*** Document extract Section Begins ***

Operation Stumblebum
Dowd gets it mostly right in her latest:
As the water recedes, more and more decaying bodies will testify to the callous and stumblebum administration response to Katrina's rout of 90,000 square miles of the South.
The Bush administration bungled the Iraq occupation, arrogantly throwing away State Department occupation plans and C.I.A. insurgency warnings. But the human toll of those mistakes has not been as viscerally evident because the White House pulled a curtain over the bodies: the president has avoided the funerals of soldiers, and the Pentagon has censored the coffins of the dead coming home and never acknowledges the number of Iraqi civilians killed.
But this time, the bodies of those who might have been saved between Monday and Friday, when the president failed to rush the necessary resources to a disaster that his own general describes as "biblical," or even send in the 82nd Airborne, are floating up in front of our eyes.
New Orleans's literary lore and tourist lure was its fascination with the dead and undead, its lavish annual Halloween party, its famous above-ground cemeteries, its love of vampires and voodoo and zombies. But now that the city is decimated, reeking with unnecessary death and destruction, the restless spirits of New Orleans will haunt the White House.
The administration's foreign policy is entirely constructed around American self-love - the idea that the U.S. is superior, that we are the model everyone looks up to, that everyone in the world wants what we have.
But when people around the world look at Iraq, they don't see freedom. They see chaos and sectarian hatred. And when they look at New Orleans, they see glaring incompetence and racial injustice, where the rich white people were saved and the poor black people were left to die hideous deaths. They see some conservatives blaming the poor for not saving themselves. So much for W.'s "culture of life."
The president won re-election because he said that the war in Iraq and the Homeland Security Department would make us safer. Hogwash.
But she made one mistake: bodies might be "floating up in front of our eyes," but unless you're wading through the toxic soup, you won't be seeing them:
The U.S. agency leading Hurricane Katrina rescue efforts said Tuesday that it does not want the news media to photograph the dead as they are recovered.
The Federal Emergency Management Agency, heavily criticized for its slow response to the devastation caused by the hurricane, rejected journalists' requests to accompany rescue boats searching for storm victims.
I guess all that remains now is to transport the bodies to Dover AFB...in the middle of the night.

*** Document extract Section Ends ***

Required action A:
Decide whether each statement agrees with the Operation Stumblebum post. Answer yes or no for each, and quote the words from the post that settle it.
(i) The Federal Emergency Management Agency turned down journalists who asked to go along on rescue boats.
(ii) Katrina struck an area of 90,000 square miles of the South.
(iii) The president sent in the 82nd Airborne between Monday and Friday.
Required action B: In the Operation Stumblebum post, what word does the president's own general use for the disaster?
Required action C: Quote the Operation Stumblebum post starting with "The president won" and going on through "they are recovered.".

*** Provided records Section Begins ***

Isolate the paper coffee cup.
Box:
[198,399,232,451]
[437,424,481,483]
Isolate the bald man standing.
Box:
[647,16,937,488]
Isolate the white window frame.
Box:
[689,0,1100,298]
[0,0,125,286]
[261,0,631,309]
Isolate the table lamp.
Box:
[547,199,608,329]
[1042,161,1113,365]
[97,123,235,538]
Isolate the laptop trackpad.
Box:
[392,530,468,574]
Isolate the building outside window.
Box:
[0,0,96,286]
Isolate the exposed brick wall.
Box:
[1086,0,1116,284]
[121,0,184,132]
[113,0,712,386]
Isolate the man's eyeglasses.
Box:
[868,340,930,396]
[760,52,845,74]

*** Provided records Section Ends ***
*** Provided records Section Begins ***

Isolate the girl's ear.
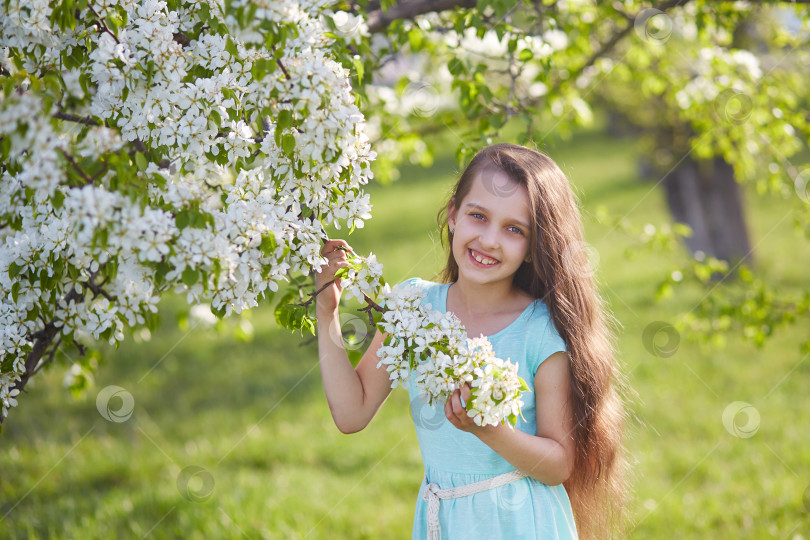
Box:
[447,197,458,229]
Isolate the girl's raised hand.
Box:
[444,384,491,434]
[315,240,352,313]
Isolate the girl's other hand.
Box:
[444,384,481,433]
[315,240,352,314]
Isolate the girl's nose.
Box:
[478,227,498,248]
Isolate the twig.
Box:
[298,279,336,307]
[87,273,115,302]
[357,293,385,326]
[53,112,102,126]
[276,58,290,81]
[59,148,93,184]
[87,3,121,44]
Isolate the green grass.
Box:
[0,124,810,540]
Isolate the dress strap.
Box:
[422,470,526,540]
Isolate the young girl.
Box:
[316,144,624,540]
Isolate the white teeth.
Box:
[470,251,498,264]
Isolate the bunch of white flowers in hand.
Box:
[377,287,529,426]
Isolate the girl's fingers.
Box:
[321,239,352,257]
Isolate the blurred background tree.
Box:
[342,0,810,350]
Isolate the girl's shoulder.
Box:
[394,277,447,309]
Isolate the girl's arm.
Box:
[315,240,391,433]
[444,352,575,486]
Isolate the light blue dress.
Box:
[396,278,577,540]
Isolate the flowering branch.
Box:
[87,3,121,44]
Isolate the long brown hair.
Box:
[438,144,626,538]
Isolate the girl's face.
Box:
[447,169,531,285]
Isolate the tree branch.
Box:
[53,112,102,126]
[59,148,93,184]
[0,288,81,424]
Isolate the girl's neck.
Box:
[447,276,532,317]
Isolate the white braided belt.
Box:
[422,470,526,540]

*** Provided records Section Ends ***
*** Provided records Section Begins ***

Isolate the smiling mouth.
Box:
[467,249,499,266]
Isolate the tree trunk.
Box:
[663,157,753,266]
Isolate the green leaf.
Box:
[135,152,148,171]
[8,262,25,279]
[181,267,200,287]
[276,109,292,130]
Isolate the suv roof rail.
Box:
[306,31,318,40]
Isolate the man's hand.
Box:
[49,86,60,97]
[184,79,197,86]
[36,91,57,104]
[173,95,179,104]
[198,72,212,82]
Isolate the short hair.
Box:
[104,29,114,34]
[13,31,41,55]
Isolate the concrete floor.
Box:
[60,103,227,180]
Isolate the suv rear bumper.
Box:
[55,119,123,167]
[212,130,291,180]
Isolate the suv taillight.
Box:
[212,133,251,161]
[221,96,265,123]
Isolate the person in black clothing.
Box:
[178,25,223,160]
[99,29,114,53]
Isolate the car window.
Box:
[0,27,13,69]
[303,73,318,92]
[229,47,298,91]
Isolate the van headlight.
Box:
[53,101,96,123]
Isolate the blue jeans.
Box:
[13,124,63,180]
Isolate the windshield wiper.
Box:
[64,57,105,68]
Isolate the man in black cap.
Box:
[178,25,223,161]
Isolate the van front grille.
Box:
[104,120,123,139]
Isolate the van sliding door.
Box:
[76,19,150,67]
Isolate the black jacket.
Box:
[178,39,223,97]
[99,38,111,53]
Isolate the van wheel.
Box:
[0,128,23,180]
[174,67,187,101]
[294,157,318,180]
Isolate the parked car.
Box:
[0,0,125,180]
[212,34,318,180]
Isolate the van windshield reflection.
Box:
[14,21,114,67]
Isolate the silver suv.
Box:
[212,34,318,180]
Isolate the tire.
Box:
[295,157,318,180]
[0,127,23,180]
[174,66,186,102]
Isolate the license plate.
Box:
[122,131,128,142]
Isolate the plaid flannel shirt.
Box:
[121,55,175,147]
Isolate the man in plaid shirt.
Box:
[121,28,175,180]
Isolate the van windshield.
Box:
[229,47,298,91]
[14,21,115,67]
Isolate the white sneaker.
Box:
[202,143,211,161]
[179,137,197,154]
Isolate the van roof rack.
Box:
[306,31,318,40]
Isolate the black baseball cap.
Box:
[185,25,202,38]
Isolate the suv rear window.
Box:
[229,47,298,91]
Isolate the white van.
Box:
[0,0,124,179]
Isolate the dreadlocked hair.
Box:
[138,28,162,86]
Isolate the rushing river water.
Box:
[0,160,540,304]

*** Provided records Section Ends ***

Response A:
(i) Yes: "rejected journalists' requests to accompany rescue boats searching for storm victims"
(ii) Yes: "Katrina's rout of 90,000 square miles of the South"
(iii) No: "when the president failed to rush the necessary resources to a disaster that his own general describes as "biblical," or even send in the 82nd Airborne"

Response B: He calls it "biblical."

Response C:
The president won re-election because he said that the war in Iraq and the Homeland Security Department would make us safer. Hogwash.
But she made one mistake: bodies might be "floating up in front of our eyes," but unless you're wading through the toxic soup, you won't be seeing them:
The U.S. agency leading Hurricane Katrina rescue efforts said Tuesday that it does not want the news media to photograph the dead as they are recovered.